**Requirements**. Rewrite the stretch of the listing below, from the line containing "Each instance of the pink" through the final line, as a numbered list, leaving out any blank lines.

**Entries shown**.
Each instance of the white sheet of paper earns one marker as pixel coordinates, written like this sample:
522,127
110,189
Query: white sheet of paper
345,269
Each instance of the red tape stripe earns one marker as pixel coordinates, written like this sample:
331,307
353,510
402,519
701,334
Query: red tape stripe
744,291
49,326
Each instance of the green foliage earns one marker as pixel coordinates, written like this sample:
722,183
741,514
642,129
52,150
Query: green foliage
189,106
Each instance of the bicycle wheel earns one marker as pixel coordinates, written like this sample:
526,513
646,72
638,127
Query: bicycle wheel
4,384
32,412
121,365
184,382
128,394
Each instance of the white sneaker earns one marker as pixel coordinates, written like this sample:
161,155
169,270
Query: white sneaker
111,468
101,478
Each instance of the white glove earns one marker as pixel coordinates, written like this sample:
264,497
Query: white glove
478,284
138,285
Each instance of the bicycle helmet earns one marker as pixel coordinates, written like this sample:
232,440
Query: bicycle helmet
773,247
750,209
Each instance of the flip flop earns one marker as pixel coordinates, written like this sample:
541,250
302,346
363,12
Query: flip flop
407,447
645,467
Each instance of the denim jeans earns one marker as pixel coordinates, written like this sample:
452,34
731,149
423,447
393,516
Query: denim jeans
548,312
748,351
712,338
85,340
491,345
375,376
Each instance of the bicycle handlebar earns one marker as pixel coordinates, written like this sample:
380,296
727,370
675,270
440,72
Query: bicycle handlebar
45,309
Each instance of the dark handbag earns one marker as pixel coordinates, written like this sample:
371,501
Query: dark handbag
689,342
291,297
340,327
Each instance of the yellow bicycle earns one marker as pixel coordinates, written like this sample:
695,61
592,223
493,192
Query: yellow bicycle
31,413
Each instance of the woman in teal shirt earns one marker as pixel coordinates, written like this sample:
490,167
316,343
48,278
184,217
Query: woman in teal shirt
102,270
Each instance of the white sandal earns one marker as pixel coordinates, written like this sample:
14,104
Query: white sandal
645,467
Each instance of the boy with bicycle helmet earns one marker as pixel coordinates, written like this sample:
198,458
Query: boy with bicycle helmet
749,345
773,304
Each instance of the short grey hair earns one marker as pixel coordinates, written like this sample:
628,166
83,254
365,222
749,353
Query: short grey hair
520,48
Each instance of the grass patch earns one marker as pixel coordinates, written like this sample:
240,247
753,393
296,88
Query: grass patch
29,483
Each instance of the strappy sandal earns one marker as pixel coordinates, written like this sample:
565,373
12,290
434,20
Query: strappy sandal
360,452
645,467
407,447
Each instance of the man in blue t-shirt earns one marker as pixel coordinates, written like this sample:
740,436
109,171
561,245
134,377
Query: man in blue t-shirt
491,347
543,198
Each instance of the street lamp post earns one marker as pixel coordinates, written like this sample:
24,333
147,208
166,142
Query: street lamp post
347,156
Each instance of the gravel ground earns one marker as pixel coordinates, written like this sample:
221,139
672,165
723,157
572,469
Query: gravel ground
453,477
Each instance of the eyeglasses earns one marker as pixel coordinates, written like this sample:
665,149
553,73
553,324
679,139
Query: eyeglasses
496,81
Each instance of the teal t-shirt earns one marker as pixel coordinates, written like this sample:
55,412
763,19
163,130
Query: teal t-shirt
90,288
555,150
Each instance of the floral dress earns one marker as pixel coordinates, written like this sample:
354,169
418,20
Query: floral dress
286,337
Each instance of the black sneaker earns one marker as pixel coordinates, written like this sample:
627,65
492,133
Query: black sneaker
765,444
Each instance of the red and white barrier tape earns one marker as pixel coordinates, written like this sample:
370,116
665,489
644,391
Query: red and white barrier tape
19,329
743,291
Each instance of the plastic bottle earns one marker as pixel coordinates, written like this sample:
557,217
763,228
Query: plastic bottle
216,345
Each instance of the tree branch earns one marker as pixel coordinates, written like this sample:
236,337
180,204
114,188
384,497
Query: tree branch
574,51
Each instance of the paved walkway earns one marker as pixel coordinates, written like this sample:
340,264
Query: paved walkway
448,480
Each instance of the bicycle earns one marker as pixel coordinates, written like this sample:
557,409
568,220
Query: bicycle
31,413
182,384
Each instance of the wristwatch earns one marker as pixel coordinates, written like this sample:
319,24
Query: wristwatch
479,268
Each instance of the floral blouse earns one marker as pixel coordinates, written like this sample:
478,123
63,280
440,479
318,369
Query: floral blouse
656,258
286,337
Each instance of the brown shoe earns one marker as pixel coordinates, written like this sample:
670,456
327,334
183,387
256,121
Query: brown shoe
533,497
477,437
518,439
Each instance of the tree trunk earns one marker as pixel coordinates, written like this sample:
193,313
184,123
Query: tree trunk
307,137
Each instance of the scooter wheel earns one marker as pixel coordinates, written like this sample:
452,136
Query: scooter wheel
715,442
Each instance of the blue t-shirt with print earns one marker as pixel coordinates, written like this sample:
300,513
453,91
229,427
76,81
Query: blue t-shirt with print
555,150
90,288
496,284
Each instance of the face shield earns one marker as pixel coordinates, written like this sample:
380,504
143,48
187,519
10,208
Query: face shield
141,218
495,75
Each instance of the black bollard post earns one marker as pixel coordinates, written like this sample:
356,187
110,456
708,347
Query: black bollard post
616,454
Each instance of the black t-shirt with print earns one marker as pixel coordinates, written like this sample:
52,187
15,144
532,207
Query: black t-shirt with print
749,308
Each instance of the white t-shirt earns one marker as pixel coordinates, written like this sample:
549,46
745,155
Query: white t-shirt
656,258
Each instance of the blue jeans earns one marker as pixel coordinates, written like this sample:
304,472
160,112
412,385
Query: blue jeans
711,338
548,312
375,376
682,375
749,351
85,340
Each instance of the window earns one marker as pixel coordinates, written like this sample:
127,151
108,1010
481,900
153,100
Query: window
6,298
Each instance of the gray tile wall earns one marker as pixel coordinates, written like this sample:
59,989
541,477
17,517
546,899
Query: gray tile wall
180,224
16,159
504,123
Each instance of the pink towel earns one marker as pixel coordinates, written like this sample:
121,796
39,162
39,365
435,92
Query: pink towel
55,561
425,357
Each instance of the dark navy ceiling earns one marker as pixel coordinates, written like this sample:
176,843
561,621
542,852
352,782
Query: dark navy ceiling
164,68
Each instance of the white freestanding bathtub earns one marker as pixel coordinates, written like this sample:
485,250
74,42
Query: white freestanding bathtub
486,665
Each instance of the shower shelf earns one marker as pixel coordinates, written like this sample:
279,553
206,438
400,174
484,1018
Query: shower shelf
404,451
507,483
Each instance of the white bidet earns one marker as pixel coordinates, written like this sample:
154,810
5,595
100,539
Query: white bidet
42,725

**Answer below**.
1. Each instance of the pink towel earns one marker as pixel coordinates, written like this sample:
2. 121,796
3. 39,162
4. 39,365
5. 435,92
6. Query: pink towel
7. 55,561
8. 425,357
9. Each instance of the dark navy ceiling earns one marker as pixel coordinates, written like this sample:
10. 176,843
11. 561,621
12. 542,852
13. 352,782
14. Query: dark navy ceiling
15. 164,68
16. Each instance of the white freestanding bathtub earns one marker as pixel coordinates, written like this sample:
17. 485,250
18. 74,42
19. Query: white freestanding bathtub
20. 486,665
21. Each instance of the shower shelf earns one marker as pixel coordinates, written like this sample:
22. 279,553
23. 206,438
24. 400,174
25. 484,1018
26. Query: shower shelf
27. 404,451
28. 507,483
29. Each instance of the white bidet earns one marker as pixel coordinates, written like this sample:
30. 154,810
31. 5,595
32. 100,539
33. Query: white bidet
34. 42,725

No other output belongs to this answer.